Data entries:
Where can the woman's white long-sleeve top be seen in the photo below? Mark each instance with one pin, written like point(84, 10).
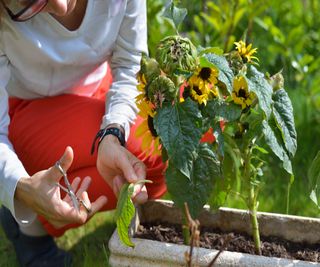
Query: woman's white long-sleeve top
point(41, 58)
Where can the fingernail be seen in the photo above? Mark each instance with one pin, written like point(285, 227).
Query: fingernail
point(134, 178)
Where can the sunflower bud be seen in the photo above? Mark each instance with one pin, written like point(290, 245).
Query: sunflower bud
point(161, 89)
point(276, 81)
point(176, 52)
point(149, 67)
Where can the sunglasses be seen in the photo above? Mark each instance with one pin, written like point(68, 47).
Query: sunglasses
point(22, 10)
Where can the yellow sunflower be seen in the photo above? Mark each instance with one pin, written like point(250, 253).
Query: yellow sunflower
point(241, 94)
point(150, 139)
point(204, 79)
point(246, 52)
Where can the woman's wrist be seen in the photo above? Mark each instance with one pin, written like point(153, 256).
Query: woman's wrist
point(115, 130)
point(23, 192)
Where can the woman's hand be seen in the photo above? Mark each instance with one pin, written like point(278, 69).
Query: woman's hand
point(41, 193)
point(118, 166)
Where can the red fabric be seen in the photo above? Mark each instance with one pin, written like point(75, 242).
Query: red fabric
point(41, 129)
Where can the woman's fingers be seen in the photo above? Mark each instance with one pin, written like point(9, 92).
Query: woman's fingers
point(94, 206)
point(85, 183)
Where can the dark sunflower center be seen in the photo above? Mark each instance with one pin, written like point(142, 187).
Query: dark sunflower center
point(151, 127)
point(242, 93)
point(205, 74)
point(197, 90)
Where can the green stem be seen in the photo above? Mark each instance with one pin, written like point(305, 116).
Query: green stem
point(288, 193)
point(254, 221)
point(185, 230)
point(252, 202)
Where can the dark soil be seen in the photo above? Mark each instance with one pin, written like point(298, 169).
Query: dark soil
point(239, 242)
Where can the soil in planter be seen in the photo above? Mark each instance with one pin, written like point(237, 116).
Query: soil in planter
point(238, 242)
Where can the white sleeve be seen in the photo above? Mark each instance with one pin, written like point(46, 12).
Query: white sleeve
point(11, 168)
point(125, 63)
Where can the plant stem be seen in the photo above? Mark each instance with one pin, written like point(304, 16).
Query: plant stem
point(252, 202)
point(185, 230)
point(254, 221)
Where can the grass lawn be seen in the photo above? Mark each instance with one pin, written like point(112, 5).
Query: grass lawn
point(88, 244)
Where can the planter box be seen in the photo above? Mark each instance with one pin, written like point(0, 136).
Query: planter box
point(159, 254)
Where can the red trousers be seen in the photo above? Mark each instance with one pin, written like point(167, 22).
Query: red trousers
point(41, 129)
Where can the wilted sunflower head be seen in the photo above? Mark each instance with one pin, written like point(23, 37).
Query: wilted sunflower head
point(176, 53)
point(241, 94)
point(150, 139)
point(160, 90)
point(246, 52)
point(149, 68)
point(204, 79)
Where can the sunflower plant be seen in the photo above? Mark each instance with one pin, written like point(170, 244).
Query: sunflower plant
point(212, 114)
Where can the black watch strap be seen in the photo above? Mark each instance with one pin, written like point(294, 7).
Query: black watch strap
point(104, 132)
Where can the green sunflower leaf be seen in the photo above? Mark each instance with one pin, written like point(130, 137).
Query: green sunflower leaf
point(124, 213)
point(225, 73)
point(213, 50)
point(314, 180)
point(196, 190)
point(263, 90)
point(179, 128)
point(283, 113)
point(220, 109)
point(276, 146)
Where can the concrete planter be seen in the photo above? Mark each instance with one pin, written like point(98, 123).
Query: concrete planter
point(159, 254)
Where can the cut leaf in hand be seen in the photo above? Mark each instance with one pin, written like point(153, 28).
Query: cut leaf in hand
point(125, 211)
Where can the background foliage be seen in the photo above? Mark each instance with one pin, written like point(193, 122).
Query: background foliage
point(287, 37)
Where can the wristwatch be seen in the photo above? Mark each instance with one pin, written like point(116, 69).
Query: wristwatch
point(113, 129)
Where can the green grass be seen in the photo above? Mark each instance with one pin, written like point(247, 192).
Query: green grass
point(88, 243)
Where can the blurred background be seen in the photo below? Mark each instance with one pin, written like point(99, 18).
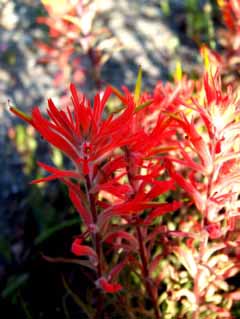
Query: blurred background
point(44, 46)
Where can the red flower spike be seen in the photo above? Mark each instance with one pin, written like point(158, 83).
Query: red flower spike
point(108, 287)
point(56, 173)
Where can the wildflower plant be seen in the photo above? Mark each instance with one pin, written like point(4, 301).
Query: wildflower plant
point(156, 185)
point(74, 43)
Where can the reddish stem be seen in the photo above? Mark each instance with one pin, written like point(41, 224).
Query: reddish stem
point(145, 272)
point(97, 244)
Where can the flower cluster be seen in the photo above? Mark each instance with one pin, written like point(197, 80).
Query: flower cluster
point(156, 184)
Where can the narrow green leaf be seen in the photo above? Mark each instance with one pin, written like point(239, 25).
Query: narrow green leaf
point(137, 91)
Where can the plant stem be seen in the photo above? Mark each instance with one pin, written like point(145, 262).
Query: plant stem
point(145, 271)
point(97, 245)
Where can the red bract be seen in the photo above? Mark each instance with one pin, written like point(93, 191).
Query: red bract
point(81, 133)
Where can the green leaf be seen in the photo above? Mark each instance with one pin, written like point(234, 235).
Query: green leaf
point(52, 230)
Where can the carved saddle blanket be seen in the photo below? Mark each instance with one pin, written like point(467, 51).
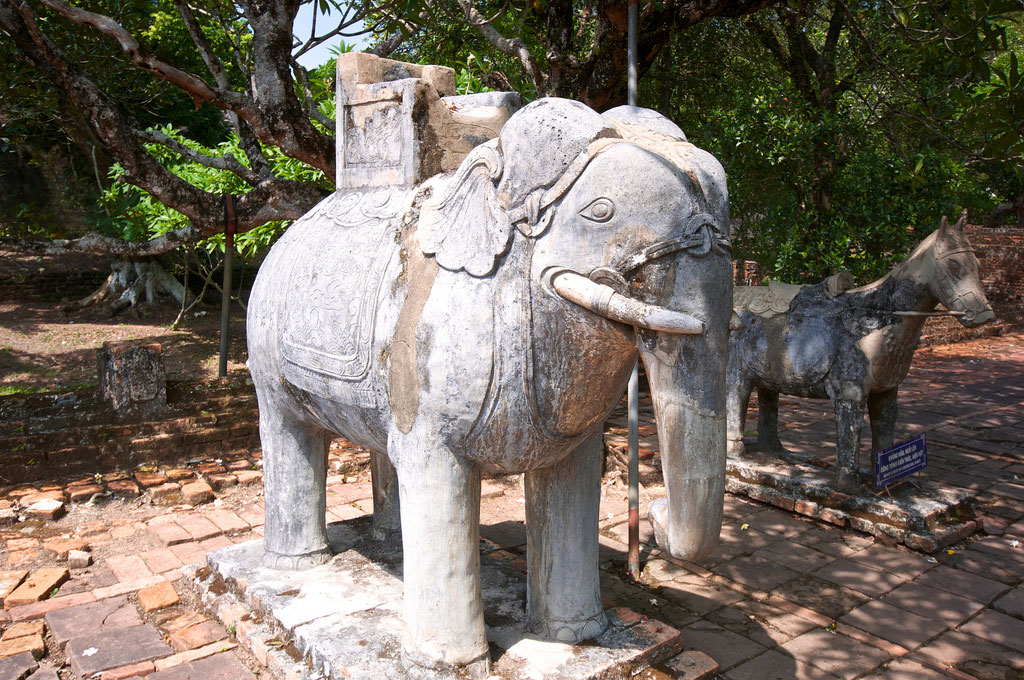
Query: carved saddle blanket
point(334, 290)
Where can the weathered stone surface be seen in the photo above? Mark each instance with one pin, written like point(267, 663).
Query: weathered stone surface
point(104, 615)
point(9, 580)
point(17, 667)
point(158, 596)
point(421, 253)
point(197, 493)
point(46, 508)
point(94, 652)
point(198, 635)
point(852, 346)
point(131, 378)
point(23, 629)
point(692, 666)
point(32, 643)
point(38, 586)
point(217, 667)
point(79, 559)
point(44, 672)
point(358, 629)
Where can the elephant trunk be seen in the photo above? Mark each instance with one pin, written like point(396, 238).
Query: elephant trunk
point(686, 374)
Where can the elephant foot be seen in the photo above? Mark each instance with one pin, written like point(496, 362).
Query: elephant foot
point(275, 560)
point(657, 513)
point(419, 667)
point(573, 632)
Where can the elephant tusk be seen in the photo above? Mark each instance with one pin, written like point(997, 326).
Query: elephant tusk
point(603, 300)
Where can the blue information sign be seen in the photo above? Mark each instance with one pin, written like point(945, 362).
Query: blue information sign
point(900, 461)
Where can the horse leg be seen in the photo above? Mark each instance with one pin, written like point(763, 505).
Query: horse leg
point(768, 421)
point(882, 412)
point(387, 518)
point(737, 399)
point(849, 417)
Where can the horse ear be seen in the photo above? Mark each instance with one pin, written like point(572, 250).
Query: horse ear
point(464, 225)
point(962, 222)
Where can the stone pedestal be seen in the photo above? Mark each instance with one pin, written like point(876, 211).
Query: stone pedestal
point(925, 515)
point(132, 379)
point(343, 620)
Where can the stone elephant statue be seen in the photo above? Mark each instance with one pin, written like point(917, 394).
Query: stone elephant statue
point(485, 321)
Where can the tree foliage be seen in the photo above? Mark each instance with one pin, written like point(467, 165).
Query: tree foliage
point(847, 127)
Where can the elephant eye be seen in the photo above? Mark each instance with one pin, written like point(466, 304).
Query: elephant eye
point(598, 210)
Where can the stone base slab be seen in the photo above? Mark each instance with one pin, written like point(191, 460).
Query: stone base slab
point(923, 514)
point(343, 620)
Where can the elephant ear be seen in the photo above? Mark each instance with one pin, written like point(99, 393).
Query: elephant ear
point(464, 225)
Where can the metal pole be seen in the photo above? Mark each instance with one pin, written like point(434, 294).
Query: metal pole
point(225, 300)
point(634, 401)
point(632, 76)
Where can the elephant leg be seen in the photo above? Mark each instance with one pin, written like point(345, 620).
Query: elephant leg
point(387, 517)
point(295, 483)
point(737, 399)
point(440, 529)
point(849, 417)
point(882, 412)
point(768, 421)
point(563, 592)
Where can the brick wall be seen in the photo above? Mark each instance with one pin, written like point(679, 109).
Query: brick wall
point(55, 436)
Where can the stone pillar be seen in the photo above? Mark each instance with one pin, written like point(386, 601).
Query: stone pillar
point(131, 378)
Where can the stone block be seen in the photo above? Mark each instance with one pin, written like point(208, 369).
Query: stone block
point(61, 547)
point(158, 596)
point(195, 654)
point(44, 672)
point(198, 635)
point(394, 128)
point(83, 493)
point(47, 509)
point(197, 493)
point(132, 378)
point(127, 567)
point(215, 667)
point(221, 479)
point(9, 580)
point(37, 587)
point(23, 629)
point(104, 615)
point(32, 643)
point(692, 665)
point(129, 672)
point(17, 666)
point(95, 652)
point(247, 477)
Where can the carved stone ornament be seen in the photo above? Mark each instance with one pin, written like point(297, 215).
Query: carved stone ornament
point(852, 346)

* * *

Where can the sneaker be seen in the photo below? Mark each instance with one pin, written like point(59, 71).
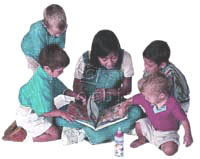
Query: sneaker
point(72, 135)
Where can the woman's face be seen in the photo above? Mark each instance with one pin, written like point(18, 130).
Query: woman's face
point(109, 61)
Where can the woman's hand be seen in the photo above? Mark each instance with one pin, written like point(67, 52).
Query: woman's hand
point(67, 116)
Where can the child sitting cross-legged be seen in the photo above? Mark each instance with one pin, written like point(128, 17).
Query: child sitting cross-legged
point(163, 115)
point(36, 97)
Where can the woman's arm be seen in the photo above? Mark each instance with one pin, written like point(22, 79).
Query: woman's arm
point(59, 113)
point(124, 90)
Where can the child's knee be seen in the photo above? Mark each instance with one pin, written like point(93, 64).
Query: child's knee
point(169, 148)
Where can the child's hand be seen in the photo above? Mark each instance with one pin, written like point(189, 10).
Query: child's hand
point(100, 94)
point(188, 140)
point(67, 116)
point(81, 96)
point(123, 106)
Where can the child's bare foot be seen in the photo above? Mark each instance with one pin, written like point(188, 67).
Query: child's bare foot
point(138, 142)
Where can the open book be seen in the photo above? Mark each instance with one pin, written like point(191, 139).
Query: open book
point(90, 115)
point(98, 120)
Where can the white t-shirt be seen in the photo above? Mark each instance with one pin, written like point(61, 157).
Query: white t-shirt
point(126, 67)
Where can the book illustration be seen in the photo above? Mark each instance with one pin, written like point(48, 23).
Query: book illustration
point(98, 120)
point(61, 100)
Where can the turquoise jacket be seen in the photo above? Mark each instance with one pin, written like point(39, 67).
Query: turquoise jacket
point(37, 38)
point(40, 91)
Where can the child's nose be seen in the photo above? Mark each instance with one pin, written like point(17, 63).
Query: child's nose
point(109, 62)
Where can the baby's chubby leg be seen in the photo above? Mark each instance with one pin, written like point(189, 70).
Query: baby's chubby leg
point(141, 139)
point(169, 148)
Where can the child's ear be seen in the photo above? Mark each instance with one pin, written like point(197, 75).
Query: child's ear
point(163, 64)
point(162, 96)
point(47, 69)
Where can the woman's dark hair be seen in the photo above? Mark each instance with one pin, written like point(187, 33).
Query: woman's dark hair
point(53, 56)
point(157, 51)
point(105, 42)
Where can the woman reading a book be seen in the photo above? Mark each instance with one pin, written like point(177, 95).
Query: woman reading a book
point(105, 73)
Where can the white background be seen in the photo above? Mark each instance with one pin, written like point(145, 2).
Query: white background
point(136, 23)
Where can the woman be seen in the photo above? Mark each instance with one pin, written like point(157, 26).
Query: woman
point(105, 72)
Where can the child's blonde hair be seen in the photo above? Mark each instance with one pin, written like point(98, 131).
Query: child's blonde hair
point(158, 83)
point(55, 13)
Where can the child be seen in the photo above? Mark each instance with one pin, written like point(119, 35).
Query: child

- **WHAT IS EXPECTED**
Copy verbatim the stretch of the records that starts with the line containing "Where can the metal" and ends with the line containing "point(632, 76)", including both of those lines.

- **RIGHT ANSWER**
Where can the metal pole be seen in the photo above? Mark each instance with one pin, written like point(434, 294).
Query: metal pole
point(225, 300)
point(634, 401)
point(632, 76)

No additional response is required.